TO DO
Only the final stretch of the data is wanted: reproduce the line containing "Can you see the fallen" and each line after it, exactly.

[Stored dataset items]
+---+

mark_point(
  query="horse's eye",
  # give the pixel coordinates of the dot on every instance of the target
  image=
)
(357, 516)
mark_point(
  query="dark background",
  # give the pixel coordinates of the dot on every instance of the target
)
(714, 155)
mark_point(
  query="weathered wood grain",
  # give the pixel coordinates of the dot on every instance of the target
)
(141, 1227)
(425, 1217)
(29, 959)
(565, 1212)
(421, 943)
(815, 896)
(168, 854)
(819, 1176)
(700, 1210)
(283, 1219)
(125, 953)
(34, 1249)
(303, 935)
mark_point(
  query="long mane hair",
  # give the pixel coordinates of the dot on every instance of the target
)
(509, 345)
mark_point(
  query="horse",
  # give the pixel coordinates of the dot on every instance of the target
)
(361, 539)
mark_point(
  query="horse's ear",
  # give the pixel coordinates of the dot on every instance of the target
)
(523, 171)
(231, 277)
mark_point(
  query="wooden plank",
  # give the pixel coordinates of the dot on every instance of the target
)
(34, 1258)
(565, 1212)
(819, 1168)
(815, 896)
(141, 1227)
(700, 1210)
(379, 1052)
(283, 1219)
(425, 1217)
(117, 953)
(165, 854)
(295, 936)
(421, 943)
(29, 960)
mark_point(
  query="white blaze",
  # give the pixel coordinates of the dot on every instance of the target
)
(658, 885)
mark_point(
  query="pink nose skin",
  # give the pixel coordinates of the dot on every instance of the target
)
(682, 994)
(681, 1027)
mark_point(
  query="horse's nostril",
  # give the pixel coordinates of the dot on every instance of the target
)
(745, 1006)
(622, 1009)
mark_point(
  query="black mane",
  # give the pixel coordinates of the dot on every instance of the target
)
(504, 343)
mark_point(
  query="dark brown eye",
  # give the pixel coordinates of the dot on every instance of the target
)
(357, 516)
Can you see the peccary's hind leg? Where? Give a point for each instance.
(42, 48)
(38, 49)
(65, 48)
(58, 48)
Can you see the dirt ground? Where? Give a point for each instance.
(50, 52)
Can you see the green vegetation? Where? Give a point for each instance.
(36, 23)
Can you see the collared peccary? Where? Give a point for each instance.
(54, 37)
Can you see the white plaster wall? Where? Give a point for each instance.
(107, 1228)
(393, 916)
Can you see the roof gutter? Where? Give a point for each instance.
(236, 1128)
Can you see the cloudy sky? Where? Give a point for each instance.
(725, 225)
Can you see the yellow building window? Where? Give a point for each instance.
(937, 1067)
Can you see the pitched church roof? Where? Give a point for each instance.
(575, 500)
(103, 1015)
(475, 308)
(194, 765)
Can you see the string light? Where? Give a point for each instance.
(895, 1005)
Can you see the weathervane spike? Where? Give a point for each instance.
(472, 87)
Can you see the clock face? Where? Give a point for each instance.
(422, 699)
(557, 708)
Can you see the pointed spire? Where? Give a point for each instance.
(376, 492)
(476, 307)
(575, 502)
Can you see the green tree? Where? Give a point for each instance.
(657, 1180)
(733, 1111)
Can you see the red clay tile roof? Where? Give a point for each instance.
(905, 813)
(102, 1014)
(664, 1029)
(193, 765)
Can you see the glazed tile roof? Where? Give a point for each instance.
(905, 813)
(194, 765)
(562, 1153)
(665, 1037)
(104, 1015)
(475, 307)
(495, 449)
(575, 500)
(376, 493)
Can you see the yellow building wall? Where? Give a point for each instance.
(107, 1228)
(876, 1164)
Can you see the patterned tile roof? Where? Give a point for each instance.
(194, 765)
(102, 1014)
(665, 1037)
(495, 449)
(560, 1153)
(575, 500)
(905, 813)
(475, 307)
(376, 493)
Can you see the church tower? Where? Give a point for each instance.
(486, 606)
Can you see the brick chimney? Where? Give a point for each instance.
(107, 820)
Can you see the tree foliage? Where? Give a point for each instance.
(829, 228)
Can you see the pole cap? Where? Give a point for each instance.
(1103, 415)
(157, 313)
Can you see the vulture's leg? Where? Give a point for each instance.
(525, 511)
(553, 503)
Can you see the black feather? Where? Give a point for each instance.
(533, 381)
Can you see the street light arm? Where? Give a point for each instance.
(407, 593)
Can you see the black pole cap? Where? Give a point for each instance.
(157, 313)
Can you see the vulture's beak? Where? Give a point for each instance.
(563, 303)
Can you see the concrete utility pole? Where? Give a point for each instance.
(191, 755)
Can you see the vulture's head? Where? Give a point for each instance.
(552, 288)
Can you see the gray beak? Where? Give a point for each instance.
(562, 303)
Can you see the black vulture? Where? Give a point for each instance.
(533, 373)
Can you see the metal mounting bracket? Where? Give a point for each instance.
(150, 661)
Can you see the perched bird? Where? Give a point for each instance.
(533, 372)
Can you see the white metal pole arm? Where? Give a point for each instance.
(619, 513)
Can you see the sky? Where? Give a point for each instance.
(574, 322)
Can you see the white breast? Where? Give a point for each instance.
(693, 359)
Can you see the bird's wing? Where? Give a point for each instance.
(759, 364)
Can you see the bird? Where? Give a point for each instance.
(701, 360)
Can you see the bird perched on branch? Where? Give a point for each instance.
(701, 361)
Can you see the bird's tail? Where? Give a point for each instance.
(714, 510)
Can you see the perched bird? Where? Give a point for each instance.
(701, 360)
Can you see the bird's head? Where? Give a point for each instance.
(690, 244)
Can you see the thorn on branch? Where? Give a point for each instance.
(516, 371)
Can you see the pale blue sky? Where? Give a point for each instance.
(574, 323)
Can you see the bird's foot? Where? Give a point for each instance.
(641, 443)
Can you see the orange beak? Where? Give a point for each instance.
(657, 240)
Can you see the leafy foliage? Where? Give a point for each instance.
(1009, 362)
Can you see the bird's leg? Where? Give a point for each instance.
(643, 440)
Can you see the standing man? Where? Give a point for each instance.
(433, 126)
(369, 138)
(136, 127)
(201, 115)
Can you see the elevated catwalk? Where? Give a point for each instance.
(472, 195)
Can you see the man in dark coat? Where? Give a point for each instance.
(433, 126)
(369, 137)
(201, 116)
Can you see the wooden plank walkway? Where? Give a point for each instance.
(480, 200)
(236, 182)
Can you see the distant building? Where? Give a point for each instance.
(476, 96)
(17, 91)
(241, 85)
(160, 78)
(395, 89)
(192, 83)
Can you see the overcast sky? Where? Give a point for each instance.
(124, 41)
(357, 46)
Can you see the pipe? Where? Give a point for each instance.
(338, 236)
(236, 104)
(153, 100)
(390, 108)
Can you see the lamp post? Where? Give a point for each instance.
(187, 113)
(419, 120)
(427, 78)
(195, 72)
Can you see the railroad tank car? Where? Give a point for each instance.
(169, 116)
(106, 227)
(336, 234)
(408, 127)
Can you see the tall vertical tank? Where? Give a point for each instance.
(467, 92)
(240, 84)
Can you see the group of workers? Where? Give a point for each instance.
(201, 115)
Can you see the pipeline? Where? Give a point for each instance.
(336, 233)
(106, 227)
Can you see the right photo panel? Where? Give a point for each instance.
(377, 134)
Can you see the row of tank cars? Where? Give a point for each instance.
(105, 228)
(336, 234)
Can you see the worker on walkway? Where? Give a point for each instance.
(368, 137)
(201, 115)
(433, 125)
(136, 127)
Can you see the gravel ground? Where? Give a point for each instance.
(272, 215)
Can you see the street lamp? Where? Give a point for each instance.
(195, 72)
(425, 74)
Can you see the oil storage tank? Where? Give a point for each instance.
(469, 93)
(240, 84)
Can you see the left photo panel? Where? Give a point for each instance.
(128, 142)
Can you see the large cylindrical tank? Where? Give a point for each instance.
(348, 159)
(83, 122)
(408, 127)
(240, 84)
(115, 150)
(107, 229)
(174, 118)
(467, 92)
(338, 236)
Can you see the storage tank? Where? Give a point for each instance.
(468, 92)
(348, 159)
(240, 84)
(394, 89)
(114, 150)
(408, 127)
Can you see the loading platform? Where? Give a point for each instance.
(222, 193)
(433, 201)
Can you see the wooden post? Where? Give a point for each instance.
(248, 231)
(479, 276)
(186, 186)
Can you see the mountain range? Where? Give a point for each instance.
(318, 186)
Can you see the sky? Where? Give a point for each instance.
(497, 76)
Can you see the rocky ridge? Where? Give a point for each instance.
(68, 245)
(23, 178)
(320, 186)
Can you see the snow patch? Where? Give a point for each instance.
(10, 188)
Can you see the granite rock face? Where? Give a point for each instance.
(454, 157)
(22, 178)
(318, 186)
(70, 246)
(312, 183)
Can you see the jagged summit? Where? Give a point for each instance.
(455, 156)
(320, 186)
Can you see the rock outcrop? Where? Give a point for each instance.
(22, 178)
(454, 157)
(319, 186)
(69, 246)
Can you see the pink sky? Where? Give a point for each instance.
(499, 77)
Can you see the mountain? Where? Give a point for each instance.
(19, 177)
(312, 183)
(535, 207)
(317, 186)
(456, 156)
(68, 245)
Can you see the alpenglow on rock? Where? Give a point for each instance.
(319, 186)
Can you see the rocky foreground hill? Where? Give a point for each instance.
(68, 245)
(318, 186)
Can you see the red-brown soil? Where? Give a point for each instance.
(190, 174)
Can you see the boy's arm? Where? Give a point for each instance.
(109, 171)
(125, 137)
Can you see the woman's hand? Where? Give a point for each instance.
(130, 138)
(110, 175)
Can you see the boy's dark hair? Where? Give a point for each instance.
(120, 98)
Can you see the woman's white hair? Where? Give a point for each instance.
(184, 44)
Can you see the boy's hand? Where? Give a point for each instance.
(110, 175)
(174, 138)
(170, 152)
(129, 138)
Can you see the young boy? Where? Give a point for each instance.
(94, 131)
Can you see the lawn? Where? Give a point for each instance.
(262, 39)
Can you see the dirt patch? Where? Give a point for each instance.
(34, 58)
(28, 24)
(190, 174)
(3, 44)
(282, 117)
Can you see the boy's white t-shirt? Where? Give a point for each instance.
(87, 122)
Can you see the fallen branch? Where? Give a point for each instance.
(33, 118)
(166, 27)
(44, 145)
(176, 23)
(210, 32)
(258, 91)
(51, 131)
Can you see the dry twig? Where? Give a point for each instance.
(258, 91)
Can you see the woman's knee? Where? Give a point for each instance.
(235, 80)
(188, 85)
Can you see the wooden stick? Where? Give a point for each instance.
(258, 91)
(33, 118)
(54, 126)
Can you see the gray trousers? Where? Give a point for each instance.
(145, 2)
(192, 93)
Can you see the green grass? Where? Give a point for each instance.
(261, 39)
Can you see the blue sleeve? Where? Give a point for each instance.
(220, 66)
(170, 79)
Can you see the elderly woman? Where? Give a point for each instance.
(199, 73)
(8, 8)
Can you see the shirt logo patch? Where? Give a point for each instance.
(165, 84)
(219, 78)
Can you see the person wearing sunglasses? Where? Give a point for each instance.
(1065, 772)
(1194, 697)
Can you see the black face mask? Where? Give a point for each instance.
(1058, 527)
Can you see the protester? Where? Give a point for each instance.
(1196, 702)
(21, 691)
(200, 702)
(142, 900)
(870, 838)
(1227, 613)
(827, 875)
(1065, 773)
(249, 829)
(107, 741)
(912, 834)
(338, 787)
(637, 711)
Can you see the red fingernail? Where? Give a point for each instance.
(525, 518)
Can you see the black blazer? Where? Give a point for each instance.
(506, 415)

+---+

ANSWER FOR THE TASK
Can you see the fallen branch? Where? Give a point for each instance.
(33, 118)
(166, 27)
(44, 145)
(176, 23)
(210, 32)
(258, 91)
(51, 131)
Can you see the dry twig? Where? Give a point for each instance.
(258, 91)
Can you see the woman's knee? Where? Give a point for each instance.
(235, 80)
(188, 85)
Can you see the wooden stick? Where? Give a point for each instance.
(258, 91)
(33, 118)
(54, 126)
Can you see the gray trousers? Where? Give a point for each instance.
(145, 2)
(192, 93)
Can you see the green grass? Where? Give a point for each instance.
(261, 39)
Can you see the blue sleeve? Where? Give a point for each instance.
(220, 66)
(170, 79)
Can you see the elderly woman? Where? Give a point for each instance.
(199, 73)
(8, 8)
Can you see the shirt logo patch? Where? Give a point for each instance.
(165, 84)
(219, 78)
Can you see the person wearing sunglasses? Where? Give a point for each instance.
(1065, 772)
(1194, 697)
Can you see the black face mask? Where? Give a point for each instance.
(1058, 527)
Can you see the protester? Where? Give a point for each instance.
(1196, 702)
(21, 691)
(200, 702)
(142, 900)
(870, 838)
(1227, 613)
(827, 875)
(1065, 773)
(249, 829)
(107, 741)
(912, 834)
(338, 787)
(637, 711)
Can you see the red fingernail? Where? Give a point for each instance.
(525, 518)
Can you see the black blazer? Where? Give a point for each instance.
(506, 415)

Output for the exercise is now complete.